From “On Paper” to “On the Floor” – How to Practically Implement PI Prevention

Trying to lower pressure injury rates in your facility?

Updating facility procedures is step one.

However, it is only step one.

Procedures on-paper may trickle down and change what happens on the floor, but only to a small degree. In order to see real change in pressure injury prevention, explains Prof. Lisette Schoonhoven, President of the European Pressure Ulcer Advisory Panel, you need to have a structured implementation program that includes:

  • Leadership
  • Education
  • Reminders
  • Feedback
  • Measuring Improvement



Change is dependent to a large degree on your lay leadership: the informal leaders of the caretaker staff. These are the people your caretakers look to as role models. These are the people whose words and actions have direct and indirect effects on the behavior of the staff. Get your lay leadership involved from the outset of the pressure injury prevention program and allow them to lead your people in the right direction.



If you want your staff to make a change, they need to understand not only the what, but also the why. What changes are they supposed to make to current practice – and why it is important to make those changes? The why is critical for giving staff motivation: intrinsic motivation based on understanding and desire to do the best thing for their patients’ health will carry them much further than extrinsic motivation based on pressure, threats, fear or even increased compensation.



It's all too easy to develop “sign blindness.” Reminders about pressure injury prevention need to be not only visual, but also verbal. You have to be careful with verbal reminders, however.  Signs that read “please wash your hands” or “reposition every two hours” rarely offend people. People saying the exact same thing, however, especially in front of colleagues, often does offend others.

In order to avoid resentment, all members of the team should be involved in the decision of how reminders are to be presented.  Some may be comfortable giving or receiving gentle, verbal reminders in public, while others may need to stick to more obscure signals in order to avoid the potential of public embarrassment.


Feedback and Measuring Improvement

A drop in your facility’s PI occurrences is obviously the most powerful, motivational feedback your staff can get.

In order to make sure your staff gets accurate feedback, spend the time at the outset to get a baseline. Then set up a consistent, ongoing system of monitoring and measurement.

The feedback system should also include an informal team review as a tool to handle and study any new pressure injury occurrences. This review team should be made up of the hands-on staff and lay leadership, and promote an open, supportive environment where all members of staff can learn from mistakes without guilt or fear.

With motivation-based education, empowering lay leadership, employing reminders and feedback, and a accurate system of measuring improvement, change can make it from paper… to reality.

▬▬▬▬▬▬▬▬▬▬

» YOUR OBJECTIVE: Reproduce, word for word, the section of the pressure injury prevention article that opens with the words "Change is dependent" and closes with "the right direction.".

[Saved data entries]
▬▬▬▬▬▬▬▬▬▬

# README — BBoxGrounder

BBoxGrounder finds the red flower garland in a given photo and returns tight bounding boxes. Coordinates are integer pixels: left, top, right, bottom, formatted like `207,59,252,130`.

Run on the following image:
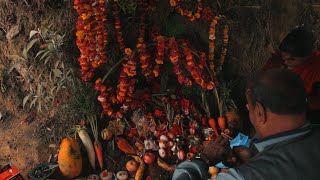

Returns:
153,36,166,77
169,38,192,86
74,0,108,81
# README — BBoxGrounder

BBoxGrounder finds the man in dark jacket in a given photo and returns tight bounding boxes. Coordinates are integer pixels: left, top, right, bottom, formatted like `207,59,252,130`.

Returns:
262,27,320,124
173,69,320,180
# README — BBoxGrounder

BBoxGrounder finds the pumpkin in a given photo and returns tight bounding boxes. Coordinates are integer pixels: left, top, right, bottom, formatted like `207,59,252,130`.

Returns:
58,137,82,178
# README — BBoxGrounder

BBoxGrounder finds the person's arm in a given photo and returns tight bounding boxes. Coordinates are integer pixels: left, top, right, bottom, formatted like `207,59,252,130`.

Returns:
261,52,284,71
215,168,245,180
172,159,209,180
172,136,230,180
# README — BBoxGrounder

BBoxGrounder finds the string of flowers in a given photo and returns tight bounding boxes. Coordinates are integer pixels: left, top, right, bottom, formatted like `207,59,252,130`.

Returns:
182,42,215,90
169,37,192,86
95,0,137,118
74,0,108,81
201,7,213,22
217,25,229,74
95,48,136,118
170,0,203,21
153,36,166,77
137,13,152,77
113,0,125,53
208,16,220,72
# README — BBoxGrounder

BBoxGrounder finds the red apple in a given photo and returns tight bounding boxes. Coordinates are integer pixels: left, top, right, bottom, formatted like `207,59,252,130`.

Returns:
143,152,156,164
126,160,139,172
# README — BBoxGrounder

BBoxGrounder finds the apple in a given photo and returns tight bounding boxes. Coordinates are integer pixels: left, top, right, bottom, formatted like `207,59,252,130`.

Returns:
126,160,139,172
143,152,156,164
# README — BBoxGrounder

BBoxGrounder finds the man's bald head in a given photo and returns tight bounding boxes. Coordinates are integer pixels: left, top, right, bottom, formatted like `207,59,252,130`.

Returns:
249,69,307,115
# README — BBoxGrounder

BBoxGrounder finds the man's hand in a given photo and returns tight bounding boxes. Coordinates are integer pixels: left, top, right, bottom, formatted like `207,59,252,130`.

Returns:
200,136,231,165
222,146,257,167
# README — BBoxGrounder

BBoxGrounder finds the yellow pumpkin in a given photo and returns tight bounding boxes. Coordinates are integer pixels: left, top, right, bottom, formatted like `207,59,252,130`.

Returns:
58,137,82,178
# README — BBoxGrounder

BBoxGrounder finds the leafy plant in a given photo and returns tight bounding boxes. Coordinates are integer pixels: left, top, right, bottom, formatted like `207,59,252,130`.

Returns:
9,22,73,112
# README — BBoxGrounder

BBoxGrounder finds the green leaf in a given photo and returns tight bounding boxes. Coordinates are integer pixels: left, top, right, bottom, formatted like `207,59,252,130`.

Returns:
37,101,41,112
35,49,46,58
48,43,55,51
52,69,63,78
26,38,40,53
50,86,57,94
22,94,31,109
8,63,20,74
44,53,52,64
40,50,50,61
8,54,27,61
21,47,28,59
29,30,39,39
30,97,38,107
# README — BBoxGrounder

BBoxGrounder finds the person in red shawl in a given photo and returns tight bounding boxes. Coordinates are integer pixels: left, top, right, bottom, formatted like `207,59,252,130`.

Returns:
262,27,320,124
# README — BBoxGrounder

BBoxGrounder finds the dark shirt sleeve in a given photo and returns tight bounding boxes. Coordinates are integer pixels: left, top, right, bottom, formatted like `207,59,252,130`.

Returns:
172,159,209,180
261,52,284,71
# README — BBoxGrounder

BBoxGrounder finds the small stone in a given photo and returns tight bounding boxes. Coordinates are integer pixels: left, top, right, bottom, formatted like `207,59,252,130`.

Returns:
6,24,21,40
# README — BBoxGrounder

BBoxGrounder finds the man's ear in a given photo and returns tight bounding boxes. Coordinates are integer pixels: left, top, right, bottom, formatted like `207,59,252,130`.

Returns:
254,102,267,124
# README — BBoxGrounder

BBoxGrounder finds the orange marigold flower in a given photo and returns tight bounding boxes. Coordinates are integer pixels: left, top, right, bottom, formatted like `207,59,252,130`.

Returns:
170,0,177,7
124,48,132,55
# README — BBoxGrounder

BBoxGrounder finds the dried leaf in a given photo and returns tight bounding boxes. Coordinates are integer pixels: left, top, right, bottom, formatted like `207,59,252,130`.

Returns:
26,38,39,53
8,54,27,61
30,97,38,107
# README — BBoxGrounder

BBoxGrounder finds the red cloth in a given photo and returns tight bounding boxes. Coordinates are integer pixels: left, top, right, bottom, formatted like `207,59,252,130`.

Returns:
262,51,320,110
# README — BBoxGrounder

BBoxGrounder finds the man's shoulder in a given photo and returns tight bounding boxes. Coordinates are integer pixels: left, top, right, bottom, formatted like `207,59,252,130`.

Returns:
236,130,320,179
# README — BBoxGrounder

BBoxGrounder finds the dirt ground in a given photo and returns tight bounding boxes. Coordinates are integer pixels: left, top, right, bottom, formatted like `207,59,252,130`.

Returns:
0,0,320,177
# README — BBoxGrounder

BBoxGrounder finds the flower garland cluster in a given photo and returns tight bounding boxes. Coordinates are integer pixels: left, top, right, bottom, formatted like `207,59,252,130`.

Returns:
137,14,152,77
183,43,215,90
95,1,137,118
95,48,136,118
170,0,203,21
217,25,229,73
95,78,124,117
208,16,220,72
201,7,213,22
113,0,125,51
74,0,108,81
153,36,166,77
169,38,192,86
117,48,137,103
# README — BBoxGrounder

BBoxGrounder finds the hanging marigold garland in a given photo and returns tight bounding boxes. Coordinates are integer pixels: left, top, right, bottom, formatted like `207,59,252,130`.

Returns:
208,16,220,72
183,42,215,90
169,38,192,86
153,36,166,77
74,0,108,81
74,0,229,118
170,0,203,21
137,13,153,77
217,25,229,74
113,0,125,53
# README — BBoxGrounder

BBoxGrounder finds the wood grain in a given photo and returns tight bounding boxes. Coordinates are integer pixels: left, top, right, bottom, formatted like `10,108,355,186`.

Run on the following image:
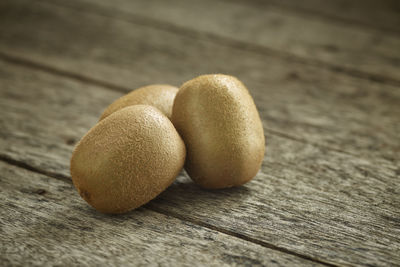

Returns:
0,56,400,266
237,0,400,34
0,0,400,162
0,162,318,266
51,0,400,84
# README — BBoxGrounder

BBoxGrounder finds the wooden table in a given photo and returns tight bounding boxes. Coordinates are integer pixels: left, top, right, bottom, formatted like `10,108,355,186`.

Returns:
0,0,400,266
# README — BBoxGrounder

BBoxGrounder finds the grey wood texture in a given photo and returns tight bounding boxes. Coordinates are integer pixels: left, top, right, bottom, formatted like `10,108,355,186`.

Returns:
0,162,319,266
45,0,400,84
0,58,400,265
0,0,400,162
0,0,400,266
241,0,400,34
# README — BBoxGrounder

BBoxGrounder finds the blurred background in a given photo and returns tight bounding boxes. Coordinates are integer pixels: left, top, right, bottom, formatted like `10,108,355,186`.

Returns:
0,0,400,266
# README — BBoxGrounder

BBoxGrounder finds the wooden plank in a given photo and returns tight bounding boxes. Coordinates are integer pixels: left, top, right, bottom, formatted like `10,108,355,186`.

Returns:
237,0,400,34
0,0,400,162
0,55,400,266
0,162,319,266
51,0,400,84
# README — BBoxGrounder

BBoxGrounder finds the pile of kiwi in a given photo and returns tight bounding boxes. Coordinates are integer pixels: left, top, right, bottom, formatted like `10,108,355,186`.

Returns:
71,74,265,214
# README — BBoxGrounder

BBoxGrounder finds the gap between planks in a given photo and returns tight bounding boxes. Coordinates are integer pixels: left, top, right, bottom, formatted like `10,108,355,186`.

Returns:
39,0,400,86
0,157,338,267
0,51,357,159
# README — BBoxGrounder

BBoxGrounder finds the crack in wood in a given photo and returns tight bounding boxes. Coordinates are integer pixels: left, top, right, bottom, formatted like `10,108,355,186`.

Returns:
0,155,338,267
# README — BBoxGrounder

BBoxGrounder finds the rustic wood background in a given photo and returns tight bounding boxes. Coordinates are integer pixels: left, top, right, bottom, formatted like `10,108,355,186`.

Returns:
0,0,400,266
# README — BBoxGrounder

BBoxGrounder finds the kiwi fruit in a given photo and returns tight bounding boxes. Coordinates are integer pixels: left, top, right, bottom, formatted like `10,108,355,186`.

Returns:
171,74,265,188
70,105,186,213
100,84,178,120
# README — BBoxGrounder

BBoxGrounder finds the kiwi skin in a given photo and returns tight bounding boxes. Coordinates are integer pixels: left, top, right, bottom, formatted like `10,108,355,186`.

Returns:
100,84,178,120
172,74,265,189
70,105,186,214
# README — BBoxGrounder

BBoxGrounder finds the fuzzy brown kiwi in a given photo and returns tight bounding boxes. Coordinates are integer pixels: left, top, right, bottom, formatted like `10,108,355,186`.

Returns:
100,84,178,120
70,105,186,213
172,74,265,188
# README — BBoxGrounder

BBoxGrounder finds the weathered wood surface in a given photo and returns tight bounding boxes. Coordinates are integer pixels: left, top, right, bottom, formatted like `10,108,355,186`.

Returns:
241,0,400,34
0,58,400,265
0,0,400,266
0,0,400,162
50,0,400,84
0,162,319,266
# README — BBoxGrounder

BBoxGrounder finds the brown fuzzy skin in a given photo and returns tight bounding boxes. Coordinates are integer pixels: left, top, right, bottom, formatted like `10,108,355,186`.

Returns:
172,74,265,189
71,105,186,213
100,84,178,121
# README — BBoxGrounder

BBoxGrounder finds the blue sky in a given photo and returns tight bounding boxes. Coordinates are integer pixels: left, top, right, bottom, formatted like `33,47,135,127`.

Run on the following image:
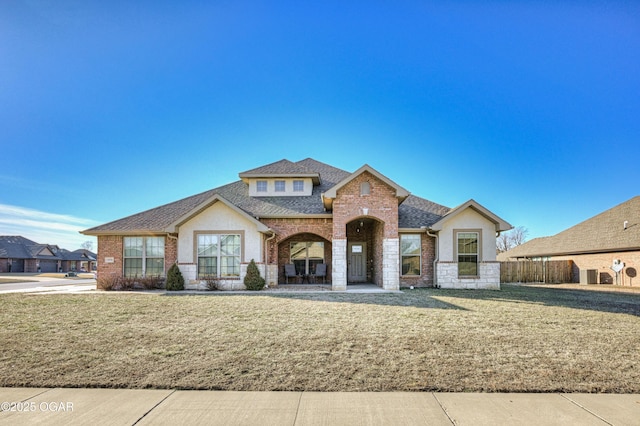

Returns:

▬▬▬▬▬▬▬▬▬▬

» RESULT OF THE EXERCISE:
Change is dependent to a large degree on your lay leadership: the informal leaders of the caretaker staff. These are the people your caretakers look to as role models. These are the people whose words and actions have direct and indirect effects on the behavior of the staff. Get your lay leadership involved from the outset of the pressure injury prevention program and allow them to lead your people in the right direction.